_The request_
Please count the lines in the rows below that contain the string "step", and reply with only that number.

_Source records_

==========

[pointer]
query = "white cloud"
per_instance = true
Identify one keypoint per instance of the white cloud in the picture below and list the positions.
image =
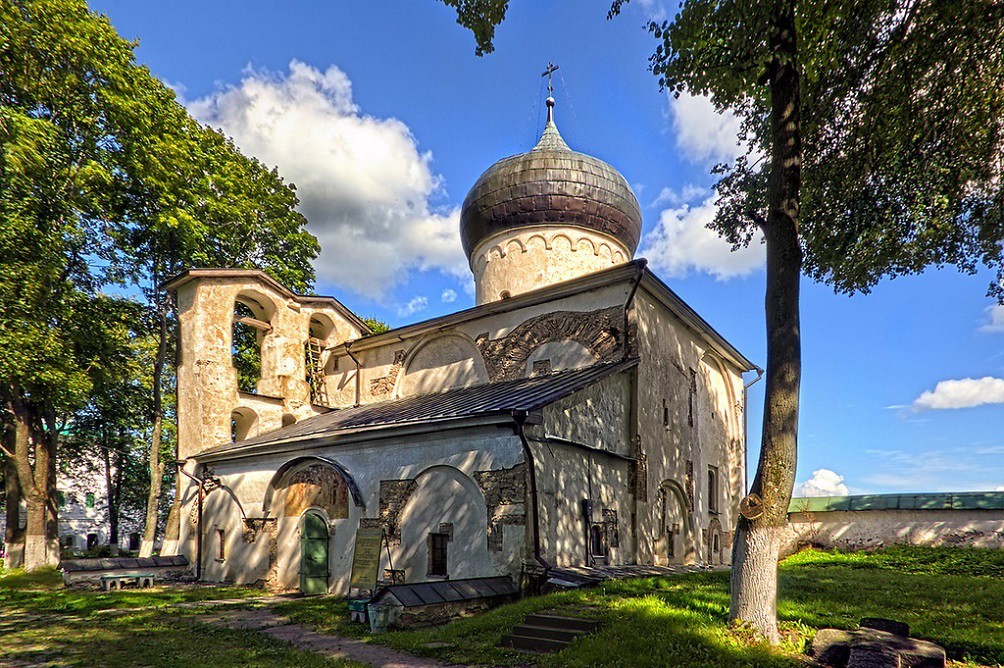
(416, 304)
(996, 322)
(682, 242)
(963, 393)
(654, 10)
(823, 482)
(704, 135)
(363, 184)
(671, 197)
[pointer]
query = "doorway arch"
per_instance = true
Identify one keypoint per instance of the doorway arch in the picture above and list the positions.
(313, 554)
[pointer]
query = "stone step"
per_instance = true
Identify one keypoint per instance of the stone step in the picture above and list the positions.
(531, 631)
(558, 622)
(528, 644)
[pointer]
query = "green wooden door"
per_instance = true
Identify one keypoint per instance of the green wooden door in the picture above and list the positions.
(313, 554)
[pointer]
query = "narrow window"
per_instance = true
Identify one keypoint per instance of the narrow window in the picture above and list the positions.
(713, 489)
(246, 352)
(438, 553)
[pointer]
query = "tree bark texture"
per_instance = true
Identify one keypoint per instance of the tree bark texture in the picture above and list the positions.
(13, 533)
(156, 466)
(757, 539)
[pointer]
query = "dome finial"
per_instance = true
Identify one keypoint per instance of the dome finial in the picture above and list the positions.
(551, 139)
(551, 68)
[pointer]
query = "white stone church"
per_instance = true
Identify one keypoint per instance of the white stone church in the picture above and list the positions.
(580, 415)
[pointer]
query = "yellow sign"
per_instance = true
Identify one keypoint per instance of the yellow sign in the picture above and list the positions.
(365, 558)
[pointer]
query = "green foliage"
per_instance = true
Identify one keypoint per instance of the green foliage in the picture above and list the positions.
(375, 324)
(900, 125)
(951, 596)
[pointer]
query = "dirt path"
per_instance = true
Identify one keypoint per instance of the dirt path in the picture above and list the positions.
(280, 627)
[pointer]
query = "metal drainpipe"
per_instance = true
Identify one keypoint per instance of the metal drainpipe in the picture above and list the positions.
(746, 430)
(358, 367)
(519, 417)
(198, 536)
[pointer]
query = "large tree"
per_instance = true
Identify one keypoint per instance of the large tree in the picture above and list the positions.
(875, 148)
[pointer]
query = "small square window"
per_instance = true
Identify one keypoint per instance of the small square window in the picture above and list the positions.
(713, 489)
(438, 554)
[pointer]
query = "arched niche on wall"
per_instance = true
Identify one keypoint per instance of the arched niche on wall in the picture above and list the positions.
(252, 321)
(243, 423)
(675, 539)
(442, 363)
(448, 503)
(311, 470)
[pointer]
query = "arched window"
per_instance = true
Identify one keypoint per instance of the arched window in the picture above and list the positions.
(242, 421)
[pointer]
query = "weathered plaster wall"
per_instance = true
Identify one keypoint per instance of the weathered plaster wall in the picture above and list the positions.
(517, 261)
(869, 529)
(572, 465)
(446, 470)
(207, 381)
(689, 418)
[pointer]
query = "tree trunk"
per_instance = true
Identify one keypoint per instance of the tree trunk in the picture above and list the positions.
(13, 533)
(156, 466)
(757, 539)
(112, 501)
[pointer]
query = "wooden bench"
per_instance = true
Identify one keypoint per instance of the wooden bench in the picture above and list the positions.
(114, 582)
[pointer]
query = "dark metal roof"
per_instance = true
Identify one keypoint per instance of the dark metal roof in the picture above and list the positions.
(926, 501)
(525, 394)
(448, 591)
(550, 184)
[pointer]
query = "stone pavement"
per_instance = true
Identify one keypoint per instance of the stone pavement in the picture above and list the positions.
(280, 627)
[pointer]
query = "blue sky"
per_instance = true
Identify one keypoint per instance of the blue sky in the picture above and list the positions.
(383, 116)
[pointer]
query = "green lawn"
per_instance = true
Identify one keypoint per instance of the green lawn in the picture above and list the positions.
(42, 624)
(953, 597)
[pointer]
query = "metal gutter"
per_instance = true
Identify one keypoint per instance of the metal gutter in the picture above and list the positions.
(520, 417)
(353, 435)
(531, 298)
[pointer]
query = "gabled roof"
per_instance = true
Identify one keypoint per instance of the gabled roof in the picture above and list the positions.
(431, 594)
(500, 400)
(177, 281)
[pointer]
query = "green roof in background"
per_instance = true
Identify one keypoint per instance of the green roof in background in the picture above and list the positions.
(931, 501)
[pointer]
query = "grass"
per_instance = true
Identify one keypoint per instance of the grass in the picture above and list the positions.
(954, 597)
(43, 624)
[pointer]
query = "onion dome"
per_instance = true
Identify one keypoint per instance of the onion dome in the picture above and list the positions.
(550, 185)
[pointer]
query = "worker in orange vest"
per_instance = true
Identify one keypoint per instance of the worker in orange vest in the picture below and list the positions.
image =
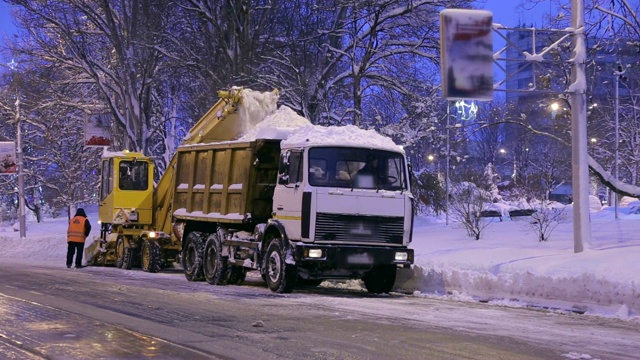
(79, 228)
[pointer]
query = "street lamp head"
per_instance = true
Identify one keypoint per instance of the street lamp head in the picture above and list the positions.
(13, 64)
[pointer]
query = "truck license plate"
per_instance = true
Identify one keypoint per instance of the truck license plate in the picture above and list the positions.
(359, 259)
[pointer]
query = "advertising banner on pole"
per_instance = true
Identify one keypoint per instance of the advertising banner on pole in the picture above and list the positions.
(8, 158)
(466, 54)
(95, 133)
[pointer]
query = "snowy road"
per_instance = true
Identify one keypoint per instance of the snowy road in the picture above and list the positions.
(106, 313)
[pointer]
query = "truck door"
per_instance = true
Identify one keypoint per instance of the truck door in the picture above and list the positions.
(288, 194)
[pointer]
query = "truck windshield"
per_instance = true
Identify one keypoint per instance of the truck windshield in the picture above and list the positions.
(133, 175)
(346, 167)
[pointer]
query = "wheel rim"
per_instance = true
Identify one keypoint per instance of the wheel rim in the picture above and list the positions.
(145, 256)
(190, 258)
(210, 261)
(275, 265)
(119, 250)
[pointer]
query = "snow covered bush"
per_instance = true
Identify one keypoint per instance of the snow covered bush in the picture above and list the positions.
(546, 218)
(467, 202)
(428, 189)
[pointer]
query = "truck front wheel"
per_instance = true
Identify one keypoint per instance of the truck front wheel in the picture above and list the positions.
(150, 256)
(192, 256)
(124, 255)
(281, 277)
(380, 279)
(215, 267)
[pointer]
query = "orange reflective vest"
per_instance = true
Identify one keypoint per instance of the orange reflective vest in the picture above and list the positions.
(76, 229)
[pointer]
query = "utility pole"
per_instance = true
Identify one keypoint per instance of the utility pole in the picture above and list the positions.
(20, 160)
(580, 169)
(617, 75)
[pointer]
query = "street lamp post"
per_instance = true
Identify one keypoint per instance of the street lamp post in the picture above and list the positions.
(20, 162)
(617, 75)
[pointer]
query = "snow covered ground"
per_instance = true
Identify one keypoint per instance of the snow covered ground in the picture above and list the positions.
(508, 266)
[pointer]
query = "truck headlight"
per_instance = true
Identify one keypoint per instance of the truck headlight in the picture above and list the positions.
(401, 256)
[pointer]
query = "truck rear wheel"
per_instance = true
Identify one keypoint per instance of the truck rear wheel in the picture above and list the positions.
(192, 256)
(150, 256)
(281, 277)
(215, 267)
(237, 274)
(380, 279)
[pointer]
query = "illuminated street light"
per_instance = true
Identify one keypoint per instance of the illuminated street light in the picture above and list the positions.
(13, 65)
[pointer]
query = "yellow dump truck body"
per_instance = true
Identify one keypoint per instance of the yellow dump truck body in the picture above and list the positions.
(229, 182)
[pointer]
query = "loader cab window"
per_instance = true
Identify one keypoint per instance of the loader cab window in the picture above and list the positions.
(133, 175)
(106, 183)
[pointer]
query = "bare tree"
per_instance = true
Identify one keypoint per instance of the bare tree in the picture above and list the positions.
(546, 218)
(467, 203)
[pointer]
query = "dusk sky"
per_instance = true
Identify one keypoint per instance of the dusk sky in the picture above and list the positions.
(508, 15)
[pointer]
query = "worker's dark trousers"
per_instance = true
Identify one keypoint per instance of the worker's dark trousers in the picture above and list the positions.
(73, 247)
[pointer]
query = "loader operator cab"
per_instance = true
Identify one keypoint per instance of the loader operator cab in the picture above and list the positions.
(126, 189)
(133, 175)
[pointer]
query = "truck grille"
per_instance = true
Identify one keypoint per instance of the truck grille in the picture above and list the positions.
(350, 228)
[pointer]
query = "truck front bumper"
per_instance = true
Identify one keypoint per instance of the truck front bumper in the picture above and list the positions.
(349, 256)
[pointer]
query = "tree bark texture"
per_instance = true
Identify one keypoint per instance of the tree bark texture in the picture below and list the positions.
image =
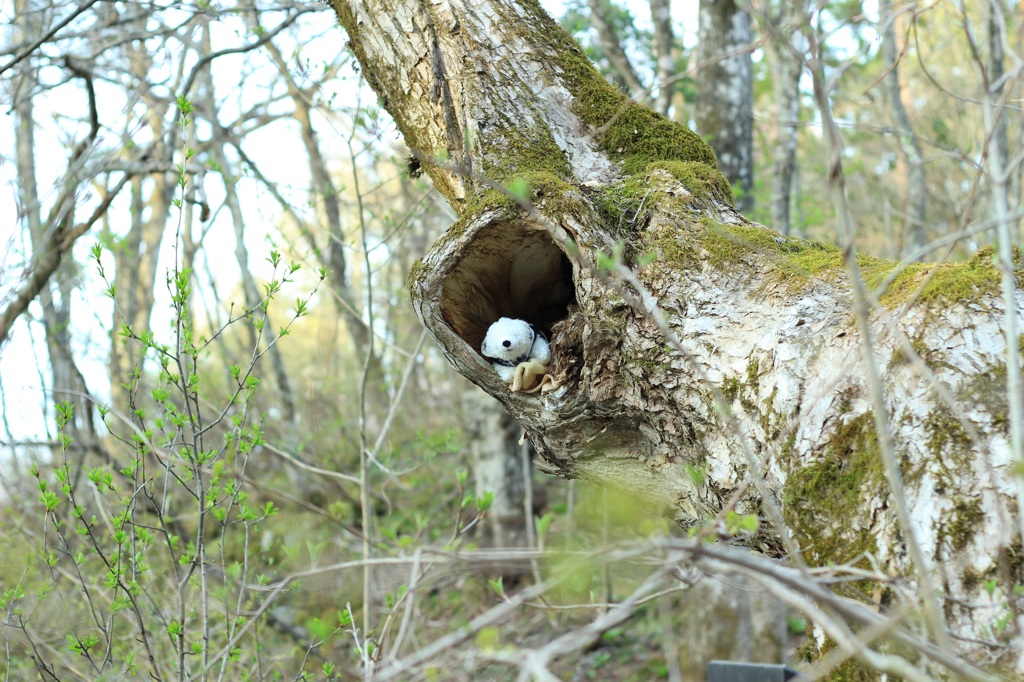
(724, 109)
(722, 352)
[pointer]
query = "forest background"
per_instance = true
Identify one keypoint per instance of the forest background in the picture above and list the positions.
(228, 450)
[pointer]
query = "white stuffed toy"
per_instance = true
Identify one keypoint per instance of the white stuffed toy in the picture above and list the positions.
(514, 347)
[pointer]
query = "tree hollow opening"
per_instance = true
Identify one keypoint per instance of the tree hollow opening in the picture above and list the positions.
(507, 271)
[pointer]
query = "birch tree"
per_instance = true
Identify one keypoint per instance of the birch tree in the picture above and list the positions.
(702, 361)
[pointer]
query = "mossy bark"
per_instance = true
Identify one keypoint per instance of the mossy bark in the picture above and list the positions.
(551, 170)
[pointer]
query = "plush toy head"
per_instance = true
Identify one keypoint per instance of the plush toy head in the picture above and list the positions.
(509, 340)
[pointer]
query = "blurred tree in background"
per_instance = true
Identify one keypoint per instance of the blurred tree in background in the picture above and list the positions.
(228, 451)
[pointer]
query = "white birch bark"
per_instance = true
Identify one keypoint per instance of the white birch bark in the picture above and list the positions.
(729, 370)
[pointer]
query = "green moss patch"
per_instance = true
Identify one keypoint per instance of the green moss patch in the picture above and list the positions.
(950, 445)
(797, 261)
(963, 523)
(823, 501)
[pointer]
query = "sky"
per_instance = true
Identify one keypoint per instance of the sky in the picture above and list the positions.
(20, 377)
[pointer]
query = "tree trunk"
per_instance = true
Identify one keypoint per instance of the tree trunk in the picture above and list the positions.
(724, 110)
(786, 69)
(728, 370)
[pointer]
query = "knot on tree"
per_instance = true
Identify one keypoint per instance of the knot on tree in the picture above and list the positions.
(496, 266)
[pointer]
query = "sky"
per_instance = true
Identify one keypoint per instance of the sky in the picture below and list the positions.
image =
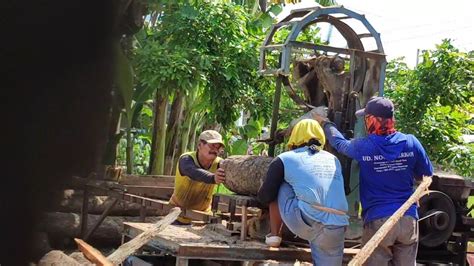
(408, 25)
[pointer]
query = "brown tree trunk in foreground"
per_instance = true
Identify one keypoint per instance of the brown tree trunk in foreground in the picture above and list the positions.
(245, 173)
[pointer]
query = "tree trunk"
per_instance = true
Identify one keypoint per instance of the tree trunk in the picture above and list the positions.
(129, 151)
(188, 117)
(196, 130)
(60, 225)
(157, 157)
(245, 173)
(174, 122)
(114, 134)
(57, 257)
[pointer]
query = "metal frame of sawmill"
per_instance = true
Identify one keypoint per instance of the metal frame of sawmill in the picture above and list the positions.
(298, 20)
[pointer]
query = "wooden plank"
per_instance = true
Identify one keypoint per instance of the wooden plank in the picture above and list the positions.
(92, 254)
(125, 250)
(370, 246)
(100, 220)
(159, 192)
(145, 180)
(242, 253)
(186, 242)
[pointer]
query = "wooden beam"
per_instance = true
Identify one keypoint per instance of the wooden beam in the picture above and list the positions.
(101, 219)
(370, 246)
(234, 253)
(145, 180)
(92, 254)
(130, 247)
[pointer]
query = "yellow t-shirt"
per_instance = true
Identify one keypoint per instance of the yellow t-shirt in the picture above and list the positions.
(191, 194)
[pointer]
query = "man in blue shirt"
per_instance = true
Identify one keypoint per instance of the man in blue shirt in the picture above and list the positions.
(389, 162)
(304, 187)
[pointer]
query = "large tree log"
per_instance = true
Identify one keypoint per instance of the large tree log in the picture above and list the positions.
(244, 174)
(67, 225)
(71, 201)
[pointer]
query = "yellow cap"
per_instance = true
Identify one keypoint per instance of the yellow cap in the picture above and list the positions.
(305, 130)
(211, 136)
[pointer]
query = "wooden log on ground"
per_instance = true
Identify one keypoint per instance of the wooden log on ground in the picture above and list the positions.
(370, 246)
(133, 245)
(92, 254)
(67, 225)
(71, 201)
(57, 257)
(81, 258)
(245, 173)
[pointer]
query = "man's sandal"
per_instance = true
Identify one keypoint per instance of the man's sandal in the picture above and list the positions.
(272, 241)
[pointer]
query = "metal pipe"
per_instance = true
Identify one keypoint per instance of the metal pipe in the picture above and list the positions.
(275, 114)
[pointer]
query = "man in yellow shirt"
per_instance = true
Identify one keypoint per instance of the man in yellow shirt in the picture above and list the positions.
(197, 175)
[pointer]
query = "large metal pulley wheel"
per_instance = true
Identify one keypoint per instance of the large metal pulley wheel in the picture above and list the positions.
(437, 219)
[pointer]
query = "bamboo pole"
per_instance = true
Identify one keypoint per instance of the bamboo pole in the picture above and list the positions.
(368, 248)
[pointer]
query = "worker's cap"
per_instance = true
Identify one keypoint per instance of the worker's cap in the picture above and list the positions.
(304, 131)
(379, 107)
(211, 136)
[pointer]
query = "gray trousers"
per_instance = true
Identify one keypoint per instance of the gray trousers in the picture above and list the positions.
(399, 246)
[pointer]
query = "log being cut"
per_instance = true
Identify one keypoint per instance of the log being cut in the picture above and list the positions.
(244, 174)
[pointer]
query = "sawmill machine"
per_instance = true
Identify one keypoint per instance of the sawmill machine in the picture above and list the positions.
(343, 78)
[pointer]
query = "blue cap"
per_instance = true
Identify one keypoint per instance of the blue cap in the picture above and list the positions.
(379, 107)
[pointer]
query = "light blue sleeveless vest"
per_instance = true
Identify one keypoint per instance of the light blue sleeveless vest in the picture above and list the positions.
(316, 179)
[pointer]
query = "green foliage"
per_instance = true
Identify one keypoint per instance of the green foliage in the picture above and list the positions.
(435, 102)
(239, 139)
(141, 153)
(209, 46)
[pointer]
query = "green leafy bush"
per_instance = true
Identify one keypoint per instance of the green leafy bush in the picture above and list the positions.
(435, 102)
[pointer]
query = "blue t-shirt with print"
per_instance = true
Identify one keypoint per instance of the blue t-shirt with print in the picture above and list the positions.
(388, 166)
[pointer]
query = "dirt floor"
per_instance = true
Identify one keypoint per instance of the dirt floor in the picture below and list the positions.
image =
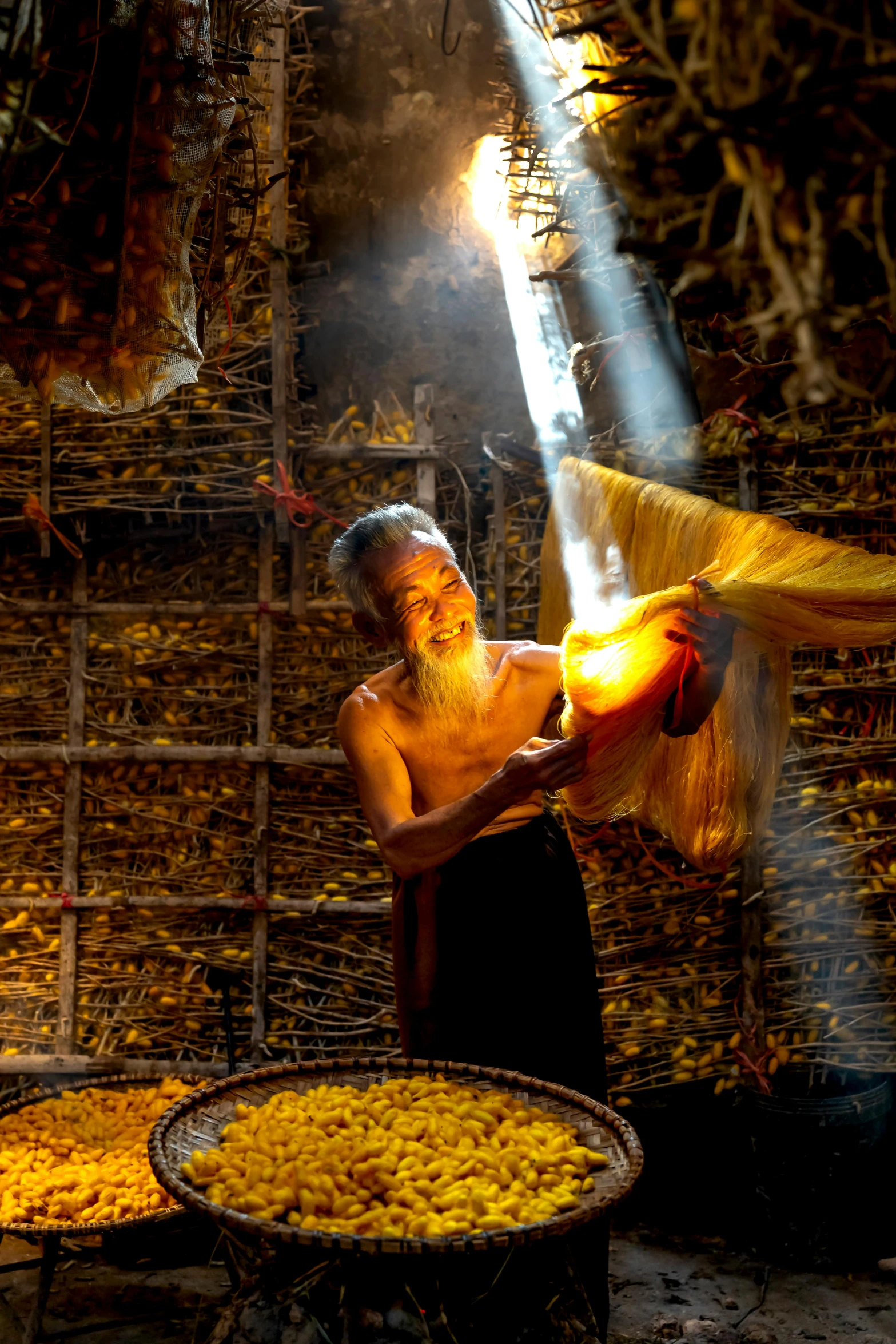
(662, 1289)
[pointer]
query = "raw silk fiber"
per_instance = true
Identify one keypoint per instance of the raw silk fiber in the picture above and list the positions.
(708, 792)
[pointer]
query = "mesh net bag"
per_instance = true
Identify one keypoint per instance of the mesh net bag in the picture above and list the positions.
(97, 303)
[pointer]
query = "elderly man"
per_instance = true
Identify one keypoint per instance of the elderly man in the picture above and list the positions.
(491, 939)
(492, 948)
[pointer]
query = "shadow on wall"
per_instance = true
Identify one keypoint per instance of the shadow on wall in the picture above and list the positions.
(416, 291)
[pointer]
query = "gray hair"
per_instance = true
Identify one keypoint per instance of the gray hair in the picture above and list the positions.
(382, 527)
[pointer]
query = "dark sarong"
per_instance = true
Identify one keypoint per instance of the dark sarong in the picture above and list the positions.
(493, 960)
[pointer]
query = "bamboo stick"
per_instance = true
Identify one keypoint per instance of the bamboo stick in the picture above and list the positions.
(46, 464)
(425, 432)
(500, 547)
(262, 789)
(13, 607)
(298, 602)
(280, 331)
(71, 819)
(155, 751)
(98, 1066)
(277, 905)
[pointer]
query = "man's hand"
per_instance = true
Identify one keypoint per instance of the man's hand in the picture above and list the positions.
(711, 634)
(539, 765)
(712, 638)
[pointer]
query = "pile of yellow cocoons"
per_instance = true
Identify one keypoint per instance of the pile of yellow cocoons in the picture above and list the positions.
(413, 1158)
(81, 1158)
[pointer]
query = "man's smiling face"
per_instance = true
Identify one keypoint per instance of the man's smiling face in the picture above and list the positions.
(425, 602)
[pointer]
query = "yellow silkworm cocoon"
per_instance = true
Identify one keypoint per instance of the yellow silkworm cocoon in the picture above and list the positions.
(412, 1158)
(81, 1158)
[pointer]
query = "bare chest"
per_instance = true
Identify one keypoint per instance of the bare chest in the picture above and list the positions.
(448, 760)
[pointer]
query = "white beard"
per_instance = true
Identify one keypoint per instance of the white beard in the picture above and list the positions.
(456, 686)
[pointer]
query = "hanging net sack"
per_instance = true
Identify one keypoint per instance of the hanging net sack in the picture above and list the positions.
(712, 790)
(97, 305)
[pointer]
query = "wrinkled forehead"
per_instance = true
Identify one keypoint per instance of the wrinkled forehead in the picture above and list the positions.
(417, 562)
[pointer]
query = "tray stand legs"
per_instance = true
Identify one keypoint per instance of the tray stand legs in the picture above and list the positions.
(34, 1330)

==========

_Expected answer_
2